→ **Work required**: Only the lines from the one with "Objective — one point per instance of the railing" through the end of the material below belong in the reply; transcribe them exactly.

→ **Given information**:
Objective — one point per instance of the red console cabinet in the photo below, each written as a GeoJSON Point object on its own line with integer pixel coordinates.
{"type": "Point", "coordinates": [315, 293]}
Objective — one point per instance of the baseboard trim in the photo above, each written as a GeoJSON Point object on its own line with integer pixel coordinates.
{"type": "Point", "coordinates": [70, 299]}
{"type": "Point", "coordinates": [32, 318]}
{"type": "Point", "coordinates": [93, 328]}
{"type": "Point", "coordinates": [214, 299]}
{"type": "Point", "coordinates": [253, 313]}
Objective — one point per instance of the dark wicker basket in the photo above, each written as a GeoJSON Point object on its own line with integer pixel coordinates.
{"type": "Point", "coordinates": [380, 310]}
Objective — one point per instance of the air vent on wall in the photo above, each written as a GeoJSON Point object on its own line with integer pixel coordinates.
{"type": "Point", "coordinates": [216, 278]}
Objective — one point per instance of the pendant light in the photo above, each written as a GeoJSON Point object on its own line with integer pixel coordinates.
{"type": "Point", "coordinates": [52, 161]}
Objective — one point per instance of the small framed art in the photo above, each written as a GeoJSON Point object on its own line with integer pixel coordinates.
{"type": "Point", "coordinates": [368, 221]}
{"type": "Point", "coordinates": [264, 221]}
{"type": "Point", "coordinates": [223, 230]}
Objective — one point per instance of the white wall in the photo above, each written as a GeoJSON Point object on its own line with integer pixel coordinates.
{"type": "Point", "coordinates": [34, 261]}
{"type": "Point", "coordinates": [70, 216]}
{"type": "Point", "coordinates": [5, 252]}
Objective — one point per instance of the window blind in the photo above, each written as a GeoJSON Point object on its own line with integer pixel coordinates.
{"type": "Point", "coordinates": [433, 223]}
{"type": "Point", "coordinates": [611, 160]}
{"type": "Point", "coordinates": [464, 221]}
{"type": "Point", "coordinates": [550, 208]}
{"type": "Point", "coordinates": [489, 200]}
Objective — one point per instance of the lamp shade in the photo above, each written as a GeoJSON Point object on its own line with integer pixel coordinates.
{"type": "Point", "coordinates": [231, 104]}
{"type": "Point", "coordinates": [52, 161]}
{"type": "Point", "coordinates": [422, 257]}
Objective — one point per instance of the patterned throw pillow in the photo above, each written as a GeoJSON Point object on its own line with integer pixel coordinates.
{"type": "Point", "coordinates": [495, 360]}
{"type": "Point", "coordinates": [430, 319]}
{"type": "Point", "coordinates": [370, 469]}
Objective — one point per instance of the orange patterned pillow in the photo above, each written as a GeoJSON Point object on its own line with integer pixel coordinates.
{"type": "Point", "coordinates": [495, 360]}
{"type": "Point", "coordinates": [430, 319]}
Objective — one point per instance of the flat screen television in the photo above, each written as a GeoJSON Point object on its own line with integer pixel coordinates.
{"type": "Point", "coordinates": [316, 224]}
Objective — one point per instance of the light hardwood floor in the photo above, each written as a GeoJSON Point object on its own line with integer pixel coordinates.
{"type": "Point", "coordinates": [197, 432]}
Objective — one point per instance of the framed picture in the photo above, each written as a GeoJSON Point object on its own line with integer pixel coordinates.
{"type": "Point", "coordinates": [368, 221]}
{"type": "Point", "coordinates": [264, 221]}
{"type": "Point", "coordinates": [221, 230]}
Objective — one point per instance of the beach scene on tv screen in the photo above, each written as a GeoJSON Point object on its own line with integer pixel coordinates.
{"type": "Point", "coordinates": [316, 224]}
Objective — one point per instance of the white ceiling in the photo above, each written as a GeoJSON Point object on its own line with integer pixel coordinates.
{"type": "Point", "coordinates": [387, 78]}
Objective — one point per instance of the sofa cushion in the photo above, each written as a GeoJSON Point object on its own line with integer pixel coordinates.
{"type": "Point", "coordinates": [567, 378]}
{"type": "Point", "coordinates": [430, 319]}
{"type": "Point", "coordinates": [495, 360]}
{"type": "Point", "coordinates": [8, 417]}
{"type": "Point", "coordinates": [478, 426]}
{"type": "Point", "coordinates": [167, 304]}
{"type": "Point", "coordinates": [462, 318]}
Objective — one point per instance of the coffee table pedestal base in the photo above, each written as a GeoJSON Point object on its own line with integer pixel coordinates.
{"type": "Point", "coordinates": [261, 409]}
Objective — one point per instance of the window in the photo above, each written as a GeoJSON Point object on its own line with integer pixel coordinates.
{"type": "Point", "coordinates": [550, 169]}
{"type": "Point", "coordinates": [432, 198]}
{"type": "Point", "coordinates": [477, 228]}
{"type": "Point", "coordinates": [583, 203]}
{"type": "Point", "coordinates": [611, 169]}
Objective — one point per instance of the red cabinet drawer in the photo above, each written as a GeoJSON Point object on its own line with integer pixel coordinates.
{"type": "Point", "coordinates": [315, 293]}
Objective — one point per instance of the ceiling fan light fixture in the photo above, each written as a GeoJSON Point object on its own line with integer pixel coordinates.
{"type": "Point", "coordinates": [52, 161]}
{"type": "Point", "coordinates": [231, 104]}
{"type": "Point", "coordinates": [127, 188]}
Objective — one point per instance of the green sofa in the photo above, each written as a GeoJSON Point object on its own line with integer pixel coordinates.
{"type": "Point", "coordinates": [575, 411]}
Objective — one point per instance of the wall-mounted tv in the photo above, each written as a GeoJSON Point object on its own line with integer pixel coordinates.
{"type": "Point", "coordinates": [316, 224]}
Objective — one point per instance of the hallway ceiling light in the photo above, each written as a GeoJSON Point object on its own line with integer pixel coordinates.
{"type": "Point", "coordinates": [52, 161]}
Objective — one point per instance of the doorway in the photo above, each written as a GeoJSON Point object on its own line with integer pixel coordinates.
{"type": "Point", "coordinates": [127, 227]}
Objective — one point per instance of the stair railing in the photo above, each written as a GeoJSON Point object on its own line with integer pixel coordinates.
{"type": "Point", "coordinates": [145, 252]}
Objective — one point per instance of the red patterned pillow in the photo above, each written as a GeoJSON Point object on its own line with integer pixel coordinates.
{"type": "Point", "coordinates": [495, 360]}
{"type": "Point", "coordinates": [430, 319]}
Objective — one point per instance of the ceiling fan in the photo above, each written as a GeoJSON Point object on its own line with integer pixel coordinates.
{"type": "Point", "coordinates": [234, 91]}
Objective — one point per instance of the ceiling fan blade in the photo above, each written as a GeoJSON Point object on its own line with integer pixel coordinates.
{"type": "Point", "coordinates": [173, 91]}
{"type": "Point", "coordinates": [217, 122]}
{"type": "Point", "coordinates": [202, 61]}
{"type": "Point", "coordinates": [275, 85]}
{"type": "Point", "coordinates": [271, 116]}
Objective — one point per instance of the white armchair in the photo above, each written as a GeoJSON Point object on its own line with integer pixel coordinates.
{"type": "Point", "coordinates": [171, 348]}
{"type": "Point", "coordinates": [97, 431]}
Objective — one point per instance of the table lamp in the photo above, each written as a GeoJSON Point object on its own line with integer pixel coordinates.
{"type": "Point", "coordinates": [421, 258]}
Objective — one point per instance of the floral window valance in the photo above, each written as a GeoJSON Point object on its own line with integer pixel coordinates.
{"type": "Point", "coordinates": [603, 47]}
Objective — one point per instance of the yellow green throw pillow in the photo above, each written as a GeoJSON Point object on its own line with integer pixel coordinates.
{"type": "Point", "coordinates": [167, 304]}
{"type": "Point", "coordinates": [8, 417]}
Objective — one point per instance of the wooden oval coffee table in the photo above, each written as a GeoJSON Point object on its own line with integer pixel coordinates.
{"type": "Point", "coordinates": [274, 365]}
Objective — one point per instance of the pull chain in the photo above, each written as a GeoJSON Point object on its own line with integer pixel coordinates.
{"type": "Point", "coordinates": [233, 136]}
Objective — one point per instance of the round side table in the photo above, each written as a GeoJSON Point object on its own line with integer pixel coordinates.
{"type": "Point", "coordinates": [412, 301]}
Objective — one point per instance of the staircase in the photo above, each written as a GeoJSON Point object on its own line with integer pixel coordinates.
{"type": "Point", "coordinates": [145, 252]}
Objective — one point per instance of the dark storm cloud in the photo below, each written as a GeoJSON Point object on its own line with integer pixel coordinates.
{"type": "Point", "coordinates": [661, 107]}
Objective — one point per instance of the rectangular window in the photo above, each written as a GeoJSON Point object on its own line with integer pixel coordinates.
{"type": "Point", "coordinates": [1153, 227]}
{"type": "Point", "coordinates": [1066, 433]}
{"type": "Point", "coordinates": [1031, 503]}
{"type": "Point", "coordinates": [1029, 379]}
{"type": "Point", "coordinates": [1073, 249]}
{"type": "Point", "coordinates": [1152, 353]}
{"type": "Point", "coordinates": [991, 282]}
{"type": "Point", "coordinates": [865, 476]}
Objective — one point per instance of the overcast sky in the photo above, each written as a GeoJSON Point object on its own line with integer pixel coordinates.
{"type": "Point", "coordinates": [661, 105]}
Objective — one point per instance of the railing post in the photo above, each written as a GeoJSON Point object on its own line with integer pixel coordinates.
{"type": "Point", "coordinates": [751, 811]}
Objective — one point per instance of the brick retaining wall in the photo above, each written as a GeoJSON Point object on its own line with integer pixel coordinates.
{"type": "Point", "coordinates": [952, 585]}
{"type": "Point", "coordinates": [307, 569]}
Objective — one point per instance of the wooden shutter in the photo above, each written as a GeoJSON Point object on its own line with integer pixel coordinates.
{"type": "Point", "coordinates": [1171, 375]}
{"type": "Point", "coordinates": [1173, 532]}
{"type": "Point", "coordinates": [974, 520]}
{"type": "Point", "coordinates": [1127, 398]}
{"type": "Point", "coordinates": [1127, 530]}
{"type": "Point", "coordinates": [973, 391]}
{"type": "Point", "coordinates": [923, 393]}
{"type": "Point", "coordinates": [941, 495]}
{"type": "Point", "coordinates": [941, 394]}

→ **Task solution**:
Objective — one point per instance of the railing post in the photo above, each written as a GeoJSON Point object on its own line with integer pixel coordinates.
{"type": "Point", "coordinates": [751, 811]}
Objective — one point per instance of the brick retaining wall in the photo above, each written as a GeoJSON Point object on its own line with integer pixel coordinates.
{"type": "Point", "coordinates": [952, 585]}
{"type": "Point", "coordinates": [307, 569]}
Objective — one point per instance of the wooden shutter in the photo above, each written as a GeoJSON Point object on its own line with integer pixel coordinates.
{"type": "Point", "coordinates": [1171, 375]}
{"type": "Point", "coordinates": [1173, 532]}
{"type": "Point", "coordinates": [974, 520]}
{"type": "Point", "coordinates": [1127, 398]}
{"type": "Point", "coordinates": [1127, 530]}
{"type": "Point", "coordinates": [973, 391]}
{"type": "Point", "coordinates": [923, 393]}
{"type": "Point", "coordinates": [941, 495]}
{"type": "Point", "coordinates": [941, 394]}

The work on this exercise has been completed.